_WRITTEN EXERCISE_
Reproduce every row below word for word.

Excerpt from a dataset:
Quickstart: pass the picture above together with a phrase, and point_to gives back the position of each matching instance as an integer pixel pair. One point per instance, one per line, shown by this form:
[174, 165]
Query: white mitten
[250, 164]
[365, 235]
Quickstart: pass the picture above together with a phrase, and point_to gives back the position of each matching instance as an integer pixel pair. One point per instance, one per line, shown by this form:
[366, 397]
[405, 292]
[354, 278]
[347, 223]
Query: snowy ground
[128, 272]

_TASK RESULT_
Quickstart: pass the picture above together with a phrase, and point_to gives back the position of each matching instance as an integer pixel pair. One point per instance, one per line, shown by this form:
[174, 165]
Query: white mitten
[250, 164]
[365, 235]
Quickstart: pass the picture above together with a phrase, and point_to gives back the position of each matching instance as an integer pixel pair. One point per instance, one per line, shown by this form:
[366, 397]
[405, 292]
[354, 278]
[347, 223]
Query: snowy ground
[128, 272]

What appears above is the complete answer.